TEXT SEGMENT>
— Start —
AdaQS: Adaptive QuickScorer for Sparse Data and Regression Trees with Default Directions

This repository discusses fast rank techniques using additive ensembles of regression trees. The discussions are restricted only in academic scope with some theoretical and experimental analysis. The commercial use of our contributions are not allowed.

Introduction

Quickscorer¹ is a fast algorithm to rank documents with additive ensembles of regression trees. To efficiently score a document of features, rather than searching along individual trees in depth first manner as the conventional approaches do², quickscorer transforms the trees into a suite of flat structures and searches in them along the features. The experiments show that quickscorer achieves more than 2x speedups over the previous methods.

However it is non-trivial to adapt quickscorer to regression trees with default directions trained by XGBoost library³ which is used widely by data scientists to achieve state-of-the-art results on many machine learning challenges. This means when a feature value is absent in a sparse data instance, the instance is classified into the predefined default directions (either left child or right child) by the tree nodes the split conditions of which are determined by this absent feature. The invention of default direction is an elegant solution to handle all sparsity patterns (e.g., missing values and one hot encoding) in a unfied way and boost the training process extremely fast.

This repository extends the work of quickscorer by proposing a novel adaptive algorithm (i.e., AdaQS) for sparse data and regression trees with default directions as trained by XGBoost. The experiments show that our algorithm achieves intensively better performance than a straightforward extension of quickscorer (i.e., PlainQS) to meet this problem setting.

The contributions of this repository are as follows.

(1) We propose a novel AdaQS algorithm to rank sparsely represented documents with additive ensembles of regression trees with default directions. The experiments show that our proposed algorithm achieves intensively better performance than a straightforward extension of quickscorer.

(2) We implement an efficient C++ library of AdaQS algorithm which loads XGBoost format model (both binary format and dump format) and predicts scores for sparse data sets (e.g., libsvm format). This library is used only for experimental analysis and is made unavailable to commercial use.

(3) We also propose to speedup prediction process with empirical condition distributions statistically inferred from a historical data set.

QuickScorer in Brief

Given a GBDT or LtR model with a set of regression trees, quickscorer encodes each tree node with a bitvector. For an input instance, it divides the tree nodes into true nodes and false nodes based on the instance's Boolean condition evaluation on them. The proposed encoding mechanism induces that the leftmost one bit of logical AND of all the false nodes' bitvectors for each tree implies its exit leaf.

Quickscorer transforms the trees into a suite of flat structures and searches in them along the features. This strategy saves a lot of repetitive comparisons in the previous methods that search along individual trees in depth first manner. When the number of trees grows large, the improvement is very significant.
— End —
RECORDED DATA>
— Start —
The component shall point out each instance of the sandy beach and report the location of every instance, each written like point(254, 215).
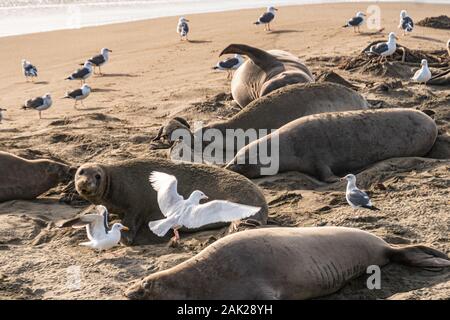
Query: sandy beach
point(152, 76)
— End —
INSTRUCTION> Continue the text on AdaQS and quickscorer from the point where it stops.

TASK RESPONSE>
Regression Trees with Default Directions

XGBoost proposes to model data sparsity with default directions of regression trees. It adds a default direction in each tree node to handle sparse data with absent feature values.

This strategy is obviously reasonable for missing values implemented as the NaN type of IEEE 754 floating-point standard. In the above situation, it is possible for the tree nodes with these split features to be either true nodes or false nodes. In situations of one-hot encoding or zero entries in the statistic, the zero value definitely goes left which always implies true nodes.

Since we only concern with false nodes which participate in computation of exit leaves we have to deal with the tree nodes with default directions going right.

PlainQS: a straightforward but inefficient approach

A straightforward idea is to extend quickscorer by enumerating all the node encodings with default directions going right and calculating the bitwise logical AND of them for each feature of each tree in advance. We store the calculated partial bitvectors for later use.

When a sparse instance queries the score, in addition to search and calculate result bitvectors as quickscorer does normally, we also have to integrate the previously calculated partial bitvectors into the bitwise logical AND operation for each tree.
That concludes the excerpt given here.